課題 A. 学長祝辞の「本日、修士あるいは博士を取得」に始まり「していた、とお伝えください。」に至るまでの部分を、「京都工芸繊維大学」を「本学」に置き換えて書き改めてください。
課題 B.
学長祝辞に基づき、次の問いに答えてください。
(i) 工芸科学研究科が設置されたのは何年ですか。
(ii) SDGsが採択されたのはいつの、どの会議においてですか。
(iii) 本日授与された課程博士の学位は何号から何号までですか。

講読文.
*****

令和2年度 大学院工芸科学研究科 学位記授与式(秋季)
学長祝辞

 本日、修士あるいは博士を取得されました皆さん、誠におめでとうございます。京都工芸繊維大学を代表し、心からお祝い申し上げます。また、新型コロナウィルス感染症の感染拡大防止のため、残念ながら本日ご列席いただけなかったご家族の皆様、関係者の方々、また、研究を指導された教員の方々に対しましても、心からお祝いを申し上げるとともに感謝の意を表します。皆様から是非、学長がお礼を申していた、とお伝えください。

 さて、本学は1988年に博士課程を持つ工芸科学研究科を設置していますが、それ以来、これまでに11004名の修士学位と969名の博士学位を授与して参りました。本日は、修士学位11005号から11017号まで、課程博士970号から979号までの学位を授与いたしました。皆さんの新しい研究成果は、それぞれの分野において更なる展開のため、また技術革新や産業創出のためにも活用されることが期待されます。さらに皆さんに続く後輩たちの研究にも役立つことになるでしょう。

 今年は新型コロナウィルス感染症の世界的流行で、皆さんの研究にも多大な影響が生じたことと思います。予定していた実験や調査等が一部出来なくなった、など、研究計画の変更を余儀なくされた人もおられたのではないでしょうか。そのような状況の中で、博士論文あるいは修士論文をまとめられた皆さんのご努力に心より敬意を評します。

 新型コロナウィルス感染症の流行は、人類の感染症への課題の重要性について、改めて気づかされるものでした。感染症対策は、2015年9月の国連サミットで採択された2030年までに達成すべき目標である「持続可能な開発目標Sustainable Development Goals」、SDGsのターゲットの一つに挙げられています。感染症そのものの医療的対策はもちろんですが、新型コロナウィルスは、今回、人類全体、社会全体に、これまで想像もしていなかった様々な課題を突きつけました。経済活動を含めた社会のあり方、人々の暮らし方にまで影響を及ぼし、対応すべき課題を提示しています。当たり前だと思っていた様々なことを見直し、考え、英知を結集してより良い方向へ向かっていきたいものです。

*****

提示資料.
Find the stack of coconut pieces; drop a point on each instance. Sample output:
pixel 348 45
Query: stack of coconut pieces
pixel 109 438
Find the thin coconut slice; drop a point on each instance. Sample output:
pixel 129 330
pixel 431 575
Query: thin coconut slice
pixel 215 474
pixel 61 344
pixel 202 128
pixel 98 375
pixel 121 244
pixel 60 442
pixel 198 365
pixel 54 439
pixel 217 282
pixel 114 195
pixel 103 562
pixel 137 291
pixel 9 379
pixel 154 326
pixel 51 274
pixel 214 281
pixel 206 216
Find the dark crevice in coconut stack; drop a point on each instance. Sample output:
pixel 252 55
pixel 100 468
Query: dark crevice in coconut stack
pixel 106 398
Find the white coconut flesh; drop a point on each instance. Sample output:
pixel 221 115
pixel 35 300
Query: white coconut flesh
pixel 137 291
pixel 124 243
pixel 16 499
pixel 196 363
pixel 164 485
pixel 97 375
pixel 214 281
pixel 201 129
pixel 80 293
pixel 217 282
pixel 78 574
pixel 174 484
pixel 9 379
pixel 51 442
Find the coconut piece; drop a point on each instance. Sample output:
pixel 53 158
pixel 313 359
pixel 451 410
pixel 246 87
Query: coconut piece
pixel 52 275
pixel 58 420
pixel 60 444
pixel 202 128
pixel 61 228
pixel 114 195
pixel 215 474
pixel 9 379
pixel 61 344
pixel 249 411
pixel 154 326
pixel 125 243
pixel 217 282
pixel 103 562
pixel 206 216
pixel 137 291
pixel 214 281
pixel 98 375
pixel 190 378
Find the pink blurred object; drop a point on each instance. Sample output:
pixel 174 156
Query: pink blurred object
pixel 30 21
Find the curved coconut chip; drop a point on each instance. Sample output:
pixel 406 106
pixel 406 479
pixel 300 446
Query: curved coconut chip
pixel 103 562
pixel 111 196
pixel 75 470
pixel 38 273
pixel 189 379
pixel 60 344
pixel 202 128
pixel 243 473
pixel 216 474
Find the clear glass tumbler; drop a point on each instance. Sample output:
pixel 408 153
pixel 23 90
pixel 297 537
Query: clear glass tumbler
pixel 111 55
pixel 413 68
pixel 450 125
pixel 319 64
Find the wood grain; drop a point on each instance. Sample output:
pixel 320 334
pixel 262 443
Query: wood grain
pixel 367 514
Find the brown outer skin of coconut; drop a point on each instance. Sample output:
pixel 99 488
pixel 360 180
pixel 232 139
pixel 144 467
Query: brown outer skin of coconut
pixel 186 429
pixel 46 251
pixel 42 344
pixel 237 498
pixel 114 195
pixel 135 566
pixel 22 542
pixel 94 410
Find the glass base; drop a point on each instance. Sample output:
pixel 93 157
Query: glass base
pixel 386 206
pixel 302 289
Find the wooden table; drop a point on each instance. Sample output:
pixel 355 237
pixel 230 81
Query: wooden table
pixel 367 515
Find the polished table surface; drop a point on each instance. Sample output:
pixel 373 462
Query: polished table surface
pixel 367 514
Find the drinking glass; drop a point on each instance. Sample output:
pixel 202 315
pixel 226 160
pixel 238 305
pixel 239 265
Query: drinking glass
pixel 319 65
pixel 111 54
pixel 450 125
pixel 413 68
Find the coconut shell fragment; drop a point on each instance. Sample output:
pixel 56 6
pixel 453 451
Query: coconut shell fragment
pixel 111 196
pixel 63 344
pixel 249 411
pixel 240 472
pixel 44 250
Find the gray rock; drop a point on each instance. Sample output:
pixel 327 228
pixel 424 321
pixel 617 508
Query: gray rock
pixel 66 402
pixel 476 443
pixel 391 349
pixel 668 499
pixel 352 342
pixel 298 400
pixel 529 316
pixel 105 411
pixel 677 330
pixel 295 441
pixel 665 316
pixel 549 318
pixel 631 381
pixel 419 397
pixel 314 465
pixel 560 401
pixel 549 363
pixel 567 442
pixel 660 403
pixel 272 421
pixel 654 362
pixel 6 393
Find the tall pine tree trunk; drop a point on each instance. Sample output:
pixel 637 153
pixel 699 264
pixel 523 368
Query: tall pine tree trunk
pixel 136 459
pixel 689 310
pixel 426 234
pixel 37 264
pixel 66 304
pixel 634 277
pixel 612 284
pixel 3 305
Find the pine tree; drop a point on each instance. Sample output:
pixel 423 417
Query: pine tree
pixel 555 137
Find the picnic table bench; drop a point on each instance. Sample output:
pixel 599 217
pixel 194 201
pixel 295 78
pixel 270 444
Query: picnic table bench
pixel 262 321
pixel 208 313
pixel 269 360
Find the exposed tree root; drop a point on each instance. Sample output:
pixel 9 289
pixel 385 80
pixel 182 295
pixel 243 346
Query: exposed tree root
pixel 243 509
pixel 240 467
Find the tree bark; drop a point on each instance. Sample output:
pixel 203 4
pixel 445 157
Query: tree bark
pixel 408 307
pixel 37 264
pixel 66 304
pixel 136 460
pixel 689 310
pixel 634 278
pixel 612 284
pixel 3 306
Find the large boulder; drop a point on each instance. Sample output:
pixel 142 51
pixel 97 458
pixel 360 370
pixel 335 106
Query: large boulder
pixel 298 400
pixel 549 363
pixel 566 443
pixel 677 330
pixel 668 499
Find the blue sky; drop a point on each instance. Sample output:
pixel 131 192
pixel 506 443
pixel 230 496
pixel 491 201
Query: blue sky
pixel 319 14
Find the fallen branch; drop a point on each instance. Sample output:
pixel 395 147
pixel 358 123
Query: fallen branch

*****

解答欄 A.
本日、修士あるいは博士を取得されました皆さん、誠におめでとうございます。本学を代表し、心からお祝い申し上げます。また、新型コロナウィルス感染症の感染拡大防止のため、残念ながら本日ご列席いただけなかったご家族の皆様、関係者の方々、また、研究を指導された教員の方々に対しましても、心からお祝いを申し上げるとともに感謝の意を表します。皆様から是非、学長がお礼を申していた、とお伝えください。

解答欄 B.
(i) 1988年
(ii) 2015年9月の国連サミット
(iii) 970号から979号まで